# [Excerpt provided]

Re: Minimal logical decoding on standbys

From: Andres Freund <andres(at)anarazel(dot)de>
To: Robert Haas <robertmhaas(at)gmail(dot)com>
Cc: "Drouvot, Bertrand" <bdrouvot(at)amazon(dot)com>, Alvaro Herrera <alvherre(at)2ndquadrant(dot)com>, Ibrar Ahmed <ibrar(dot)ahmad(at)gmail(dot)com>, Amit Khandekar <amitdkhan(dot)pg(at)gmail(dot)com>, fabriziomello(at)gmail(dot)com, tushar <tushar(dot)ahuja(at)enterprisedb(dot)com>, Rahila Syed <rahila(dot)syed(at)2ndquadrant(dot)com>, pgsql-hackers <pgsql-hackers(at)postgresql(dot)org>
Subject: Re: Minimal logical decoding on standbys
Date: 2021-10-28 21:07:55
Message-ID: 20211028210755.afmwcvpo6ajwdx6n@alap3.anarazel.de
Views: Raw Message | Whole Thread | Download mbox | Resend email
Thread:
Lists: pgsql-hackers

Hi,

On 2021-10-28 16:24:22 -0400, Robert Haas wrote:
> On Wed, Oct 27, 2021 at 2:56 AM Drouvot, Bertrand <bdrouvot(at)amazon(dot)com> wrote:
> > So you have in mind to check for XLogLogicalInfoActive() first, and if true, then open the relation and call
> > RelationIsAccessibleInLogicalDecoding()?
>
> I think 0001 is utterly unacceptable. We cannot add calls to
> table_open() in low-level functions like this. Suppose for example
> that _bt_getbuf() calls _bt_log_reuse_page() which with 0001 applied
> would call get_rel_logical_catalog(). _bt_getbuf() will have acquired
> a buffer lock on the page. The idea that it's safe to call
> table_open() while holding a buffer lock cannot be taken seriously.

Yes - that's pretty clearly a deadlock hazard. It shouldn't too hard to fix, I
think. Possibly a bit more verbose than nice, but...

Alternatively we could propagate the information whether a relcache entry is
for a catalog from the table to the index. Then we'd not need to change the
btree code to pass the table down.

# [Stated exercise A]
In the message above, what will _bt_getbuf() have acquired on the page?
# [Stated exercise B]
Retype the part of the message above between "On 2021-10-28 16:24:22" and "be taken seriously.", inclusive.

# [Raw records]
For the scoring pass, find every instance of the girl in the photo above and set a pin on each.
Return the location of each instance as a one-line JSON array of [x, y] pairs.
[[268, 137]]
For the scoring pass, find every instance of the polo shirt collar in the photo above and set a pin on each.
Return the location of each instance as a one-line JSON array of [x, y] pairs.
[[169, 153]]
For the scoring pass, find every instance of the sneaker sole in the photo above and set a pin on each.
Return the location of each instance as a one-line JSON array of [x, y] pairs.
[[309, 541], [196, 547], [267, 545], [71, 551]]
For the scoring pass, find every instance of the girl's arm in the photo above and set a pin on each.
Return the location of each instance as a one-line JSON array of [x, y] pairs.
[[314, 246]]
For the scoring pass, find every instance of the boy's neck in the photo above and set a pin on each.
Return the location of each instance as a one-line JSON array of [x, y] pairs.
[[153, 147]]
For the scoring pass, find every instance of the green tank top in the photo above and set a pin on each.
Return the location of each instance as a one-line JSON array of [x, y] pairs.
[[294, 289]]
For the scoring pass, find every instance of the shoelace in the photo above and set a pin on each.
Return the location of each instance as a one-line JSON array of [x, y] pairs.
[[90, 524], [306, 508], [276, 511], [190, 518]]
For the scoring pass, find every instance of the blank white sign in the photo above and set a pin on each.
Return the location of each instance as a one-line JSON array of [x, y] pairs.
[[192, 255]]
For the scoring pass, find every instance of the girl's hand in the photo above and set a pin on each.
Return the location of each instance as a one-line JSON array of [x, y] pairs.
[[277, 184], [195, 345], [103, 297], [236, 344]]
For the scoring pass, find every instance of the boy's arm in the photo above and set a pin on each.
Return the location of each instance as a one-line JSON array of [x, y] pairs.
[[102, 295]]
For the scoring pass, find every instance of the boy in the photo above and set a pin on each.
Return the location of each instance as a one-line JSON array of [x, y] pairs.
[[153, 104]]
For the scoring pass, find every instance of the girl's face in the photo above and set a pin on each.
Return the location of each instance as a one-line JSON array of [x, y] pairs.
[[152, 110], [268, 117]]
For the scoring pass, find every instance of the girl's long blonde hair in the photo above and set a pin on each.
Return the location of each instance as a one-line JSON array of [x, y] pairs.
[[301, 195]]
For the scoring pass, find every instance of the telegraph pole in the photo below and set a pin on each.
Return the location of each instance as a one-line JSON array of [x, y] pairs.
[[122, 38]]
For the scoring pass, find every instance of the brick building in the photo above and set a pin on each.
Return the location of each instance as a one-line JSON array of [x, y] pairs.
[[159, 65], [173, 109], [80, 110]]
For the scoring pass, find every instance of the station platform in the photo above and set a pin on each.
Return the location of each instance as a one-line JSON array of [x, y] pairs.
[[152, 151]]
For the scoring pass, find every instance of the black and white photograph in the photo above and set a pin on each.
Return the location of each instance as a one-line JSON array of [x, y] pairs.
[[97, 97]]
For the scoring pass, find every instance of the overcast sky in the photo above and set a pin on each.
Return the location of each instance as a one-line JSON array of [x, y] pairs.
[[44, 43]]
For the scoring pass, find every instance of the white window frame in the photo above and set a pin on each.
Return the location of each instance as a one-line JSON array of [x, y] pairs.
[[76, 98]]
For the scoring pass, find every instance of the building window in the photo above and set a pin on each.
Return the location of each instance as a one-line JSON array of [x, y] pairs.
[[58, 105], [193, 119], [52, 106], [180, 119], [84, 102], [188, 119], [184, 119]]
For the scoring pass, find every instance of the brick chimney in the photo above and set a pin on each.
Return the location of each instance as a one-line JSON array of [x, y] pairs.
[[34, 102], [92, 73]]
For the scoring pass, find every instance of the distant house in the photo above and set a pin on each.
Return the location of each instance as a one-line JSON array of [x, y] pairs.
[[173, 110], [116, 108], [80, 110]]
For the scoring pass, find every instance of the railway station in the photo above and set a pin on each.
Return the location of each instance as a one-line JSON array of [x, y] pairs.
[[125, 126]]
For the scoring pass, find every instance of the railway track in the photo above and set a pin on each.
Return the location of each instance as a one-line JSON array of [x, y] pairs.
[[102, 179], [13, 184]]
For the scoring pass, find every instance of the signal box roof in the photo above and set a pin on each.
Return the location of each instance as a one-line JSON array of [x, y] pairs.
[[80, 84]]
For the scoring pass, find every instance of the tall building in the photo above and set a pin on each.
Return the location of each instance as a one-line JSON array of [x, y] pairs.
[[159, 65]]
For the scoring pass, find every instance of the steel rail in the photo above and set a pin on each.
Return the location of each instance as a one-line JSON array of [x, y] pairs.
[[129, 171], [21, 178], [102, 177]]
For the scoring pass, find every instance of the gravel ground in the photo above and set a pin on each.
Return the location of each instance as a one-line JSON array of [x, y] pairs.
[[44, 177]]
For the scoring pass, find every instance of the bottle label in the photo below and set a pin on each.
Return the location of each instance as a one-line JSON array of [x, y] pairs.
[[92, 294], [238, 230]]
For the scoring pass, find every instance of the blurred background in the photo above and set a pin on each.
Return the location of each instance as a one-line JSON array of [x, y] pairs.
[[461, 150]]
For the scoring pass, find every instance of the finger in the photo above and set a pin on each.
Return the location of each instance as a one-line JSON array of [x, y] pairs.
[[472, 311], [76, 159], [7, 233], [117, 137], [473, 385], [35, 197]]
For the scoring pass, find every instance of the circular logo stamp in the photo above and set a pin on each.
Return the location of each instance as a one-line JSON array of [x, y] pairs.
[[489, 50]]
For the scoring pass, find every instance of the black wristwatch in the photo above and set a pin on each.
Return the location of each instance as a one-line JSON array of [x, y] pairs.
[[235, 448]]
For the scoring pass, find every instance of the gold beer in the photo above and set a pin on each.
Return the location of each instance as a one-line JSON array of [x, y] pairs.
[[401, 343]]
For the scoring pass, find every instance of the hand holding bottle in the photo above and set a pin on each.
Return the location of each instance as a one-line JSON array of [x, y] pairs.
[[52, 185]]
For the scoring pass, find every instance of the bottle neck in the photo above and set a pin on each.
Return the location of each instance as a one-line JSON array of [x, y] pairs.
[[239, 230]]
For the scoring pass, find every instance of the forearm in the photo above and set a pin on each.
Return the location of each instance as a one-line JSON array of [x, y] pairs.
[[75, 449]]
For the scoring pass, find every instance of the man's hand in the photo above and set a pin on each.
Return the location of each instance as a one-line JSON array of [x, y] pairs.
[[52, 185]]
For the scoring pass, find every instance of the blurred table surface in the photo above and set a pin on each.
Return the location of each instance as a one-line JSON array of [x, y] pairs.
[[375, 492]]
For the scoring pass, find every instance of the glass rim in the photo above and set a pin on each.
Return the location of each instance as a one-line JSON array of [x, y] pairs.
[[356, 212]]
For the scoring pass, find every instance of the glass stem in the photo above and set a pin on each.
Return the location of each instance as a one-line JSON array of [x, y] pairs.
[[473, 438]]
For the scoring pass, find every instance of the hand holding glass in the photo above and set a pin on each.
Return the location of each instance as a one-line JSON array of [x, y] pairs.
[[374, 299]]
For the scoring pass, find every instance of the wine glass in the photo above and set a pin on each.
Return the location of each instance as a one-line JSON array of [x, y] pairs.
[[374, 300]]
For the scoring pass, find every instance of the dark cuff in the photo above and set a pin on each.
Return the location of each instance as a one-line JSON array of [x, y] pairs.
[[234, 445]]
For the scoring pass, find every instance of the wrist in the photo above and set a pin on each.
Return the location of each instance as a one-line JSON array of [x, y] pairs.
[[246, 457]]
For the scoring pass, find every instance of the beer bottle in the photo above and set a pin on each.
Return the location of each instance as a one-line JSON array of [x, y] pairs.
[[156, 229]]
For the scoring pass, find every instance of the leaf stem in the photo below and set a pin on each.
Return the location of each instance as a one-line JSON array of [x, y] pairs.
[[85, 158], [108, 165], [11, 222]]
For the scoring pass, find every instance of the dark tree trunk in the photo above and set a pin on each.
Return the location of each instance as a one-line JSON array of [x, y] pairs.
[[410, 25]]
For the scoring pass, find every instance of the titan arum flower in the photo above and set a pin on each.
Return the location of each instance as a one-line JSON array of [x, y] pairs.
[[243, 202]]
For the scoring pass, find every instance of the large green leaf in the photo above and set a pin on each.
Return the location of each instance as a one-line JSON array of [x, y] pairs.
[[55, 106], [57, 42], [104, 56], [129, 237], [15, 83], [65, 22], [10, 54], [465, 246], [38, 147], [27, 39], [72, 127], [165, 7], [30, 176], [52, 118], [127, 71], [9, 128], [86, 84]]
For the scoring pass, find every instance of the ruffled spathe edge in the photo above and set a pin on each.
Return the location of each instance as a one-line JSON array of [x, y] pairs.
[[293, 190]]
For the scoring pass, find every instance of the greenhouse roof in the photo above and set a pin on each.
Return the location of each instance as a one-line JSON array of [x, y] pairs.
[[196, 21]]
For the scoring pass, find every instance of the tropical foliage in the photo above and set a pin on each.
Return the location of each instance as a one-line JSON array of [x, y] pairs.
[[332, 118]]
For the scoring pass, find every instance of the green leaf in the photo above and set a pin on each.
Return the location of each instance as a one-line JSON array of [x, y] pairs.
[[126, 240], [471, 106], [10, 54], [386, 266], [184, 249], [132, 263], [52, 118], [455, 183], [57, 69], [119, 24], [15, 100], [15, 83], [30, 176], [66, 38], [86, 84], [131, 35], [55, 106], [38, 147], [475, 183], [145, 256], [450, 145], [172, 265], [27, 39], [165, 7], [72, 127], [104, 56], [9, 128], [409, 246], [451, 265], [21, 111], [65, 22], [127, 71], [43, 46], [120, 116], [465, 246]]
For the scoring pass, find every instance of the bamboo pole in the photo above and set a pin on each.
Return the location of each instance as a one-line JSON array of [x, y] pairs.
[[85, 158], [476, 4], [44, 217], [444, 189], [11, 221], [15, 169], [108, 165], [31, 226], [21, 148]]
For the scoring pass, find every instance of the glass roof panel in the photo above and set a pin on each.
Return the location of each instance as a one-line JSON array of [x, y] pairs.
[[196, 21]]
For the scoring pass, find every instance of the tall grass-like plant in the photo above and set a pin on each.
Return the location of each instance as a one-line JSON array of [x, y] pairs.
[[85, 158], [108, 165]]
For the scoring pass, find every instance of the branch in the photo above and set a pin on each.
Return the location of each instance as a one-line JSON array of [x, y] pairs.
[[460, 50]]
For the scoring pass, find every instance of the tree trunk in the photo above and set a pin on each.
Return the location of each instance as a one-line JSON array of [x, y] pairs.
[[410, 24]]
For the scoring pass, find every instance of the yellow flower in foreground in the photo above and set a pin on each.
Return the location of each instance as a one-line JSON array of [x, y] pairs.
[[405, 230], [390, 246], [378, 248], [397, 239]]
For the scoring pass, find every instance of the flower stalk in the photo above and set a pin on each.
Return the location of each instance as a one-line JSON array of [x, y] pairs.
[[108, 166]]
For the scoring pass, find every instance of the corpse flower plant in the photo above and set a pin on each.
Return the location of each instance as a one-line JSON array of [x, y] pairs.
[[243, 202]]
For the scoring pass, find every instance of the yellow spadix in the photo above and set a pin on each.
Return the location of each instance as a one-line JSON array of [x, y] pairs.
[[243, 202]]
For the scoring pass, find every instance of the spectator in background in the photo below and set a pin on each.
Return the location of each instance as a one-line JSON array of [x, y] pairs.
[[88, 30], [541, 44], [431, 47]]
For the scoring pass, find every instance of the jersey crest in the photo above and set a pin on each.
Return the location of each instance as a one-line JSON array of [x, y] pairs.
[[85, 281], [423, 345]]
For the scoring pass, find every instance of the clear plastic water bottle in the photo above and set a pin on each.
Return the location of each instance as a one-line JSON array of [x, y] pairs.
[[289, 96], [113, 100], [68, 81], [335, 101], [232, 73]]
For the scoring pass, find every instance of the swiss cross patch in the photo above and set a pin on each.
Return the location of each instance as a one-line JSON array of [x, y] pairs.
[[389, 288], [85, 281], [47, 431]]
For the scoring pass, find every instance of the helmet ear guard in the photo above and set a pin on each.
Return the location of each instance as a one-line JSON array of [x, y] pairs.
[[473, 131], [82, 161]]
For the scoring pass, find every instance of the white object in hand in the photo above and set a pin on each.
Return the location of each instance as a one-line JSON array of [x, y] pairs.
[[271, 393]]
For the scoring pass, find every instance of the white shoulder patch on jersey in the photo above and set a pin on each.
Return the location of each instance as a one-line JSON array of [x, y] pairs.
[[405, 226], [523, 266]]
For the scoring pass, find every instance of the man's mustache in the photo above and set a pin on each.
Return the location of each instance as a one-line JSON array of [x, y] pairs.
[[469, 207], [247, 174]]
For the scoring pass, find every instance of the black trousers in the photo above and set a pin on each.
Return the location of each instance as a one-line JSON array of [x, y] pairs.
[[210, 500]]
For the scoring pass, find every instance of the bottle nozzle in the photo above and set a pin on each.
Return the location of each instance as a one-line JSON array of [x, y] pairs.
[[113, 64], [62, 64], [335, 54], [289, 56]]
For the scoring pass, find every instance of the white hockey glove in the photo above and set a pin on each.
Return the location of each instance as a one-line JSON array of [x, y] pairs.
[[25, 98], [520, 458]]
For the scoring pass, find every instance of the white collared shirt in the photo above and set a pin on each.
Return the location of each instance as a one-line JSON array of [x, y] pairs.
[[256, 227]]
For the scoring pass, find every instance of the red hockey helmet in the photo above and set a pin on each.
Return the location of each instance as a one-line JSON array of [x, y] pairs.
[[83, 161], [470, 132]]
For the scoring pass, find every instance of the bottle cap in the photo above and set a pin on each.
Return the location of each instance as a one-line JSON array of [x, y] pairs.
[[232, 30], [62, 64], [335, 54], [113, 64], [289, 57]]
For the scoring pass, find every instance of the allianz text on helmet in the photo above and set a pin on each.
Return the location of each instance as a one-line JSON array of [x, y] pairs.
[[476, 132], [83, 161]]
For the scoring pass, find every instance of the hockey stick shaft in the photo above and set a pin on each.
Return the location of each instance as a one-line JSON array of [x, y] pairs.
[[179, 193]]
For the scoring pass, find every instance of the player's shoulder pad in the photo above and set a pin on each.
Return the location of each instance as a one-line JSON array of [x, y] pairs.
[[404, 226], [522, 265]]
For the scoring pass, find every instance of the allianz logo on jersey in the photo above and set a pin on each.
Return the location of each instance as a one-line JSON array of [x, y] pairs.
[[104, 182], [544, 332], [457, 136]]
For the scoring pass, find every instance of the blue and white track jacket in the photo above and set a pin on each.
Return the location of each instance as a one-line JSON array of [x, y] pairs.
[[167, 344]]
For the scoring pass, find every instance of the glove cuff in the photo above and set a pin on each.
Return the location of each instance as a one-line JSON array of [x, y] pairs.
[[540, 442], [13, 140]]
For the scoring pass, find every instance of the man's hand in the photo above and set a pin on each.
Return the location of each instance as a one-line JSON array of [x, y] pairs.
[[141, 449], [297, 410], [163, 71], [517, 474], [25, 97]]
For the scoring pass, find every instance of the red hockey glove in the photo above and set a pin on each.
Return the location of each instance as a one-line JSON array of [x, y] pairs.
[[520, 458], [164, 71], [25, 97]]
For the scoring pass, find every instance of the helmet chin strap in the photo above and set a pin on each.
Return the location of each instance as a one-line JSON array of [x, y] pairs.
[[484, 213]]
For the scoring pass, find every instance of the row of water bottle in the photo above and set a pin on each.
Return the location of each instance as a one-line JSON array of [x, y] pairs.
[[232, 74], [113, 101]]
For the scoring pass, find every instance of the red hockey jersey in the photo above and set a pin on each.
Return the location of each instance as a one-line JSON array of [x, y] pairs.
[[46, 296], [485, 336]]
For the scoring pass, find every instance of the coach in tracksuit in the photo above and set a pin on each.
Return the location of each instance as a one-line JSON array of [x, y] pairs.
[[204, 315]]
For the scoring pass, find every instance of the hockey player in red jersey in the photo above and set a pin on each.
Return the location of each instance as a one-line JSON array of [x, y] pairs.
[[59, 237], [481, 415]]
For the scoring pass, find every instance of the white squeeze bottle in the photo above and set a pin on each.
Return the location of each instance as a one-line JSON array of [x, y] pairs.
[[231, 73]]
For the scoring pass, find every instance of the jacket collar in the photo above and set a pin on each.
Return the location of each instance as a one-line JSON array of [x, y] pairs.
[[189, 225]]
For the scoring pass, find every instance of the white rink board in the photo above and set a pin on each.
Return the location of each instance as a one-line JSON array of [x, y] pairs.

# [Exercise solution A]
A buffer lock.

# [Exercise solution B]
On 2021-10-28 16:24:22 -0400, Robert Haas wrote:
> On Wed, Oct 27, 2021 at 2:56 AM Drouvot, Bertrand <bdrouvot(at)amazon(dot)com> wrote:
> > So you have in mind to check for XLogLogicalInfoActive() first, and if true, then open the relation and call
> > RelationIsAccessibleInLogicalDecoding()?
>
> I think 0001 is utterly unacceptable. We cannot add calls to
> table_open() in low-level functions like this. Suppose for example
> that _bt_getbuf() calls _bt_log_reuse_page() which with 0001 applied
> would call get_rel_logical_catalog(). _bt_getbuf() will have acquired
> a buffer lock on the page. The idea that it's safe to call
> table_open() while holding a buffer lock cannot be taken seriously.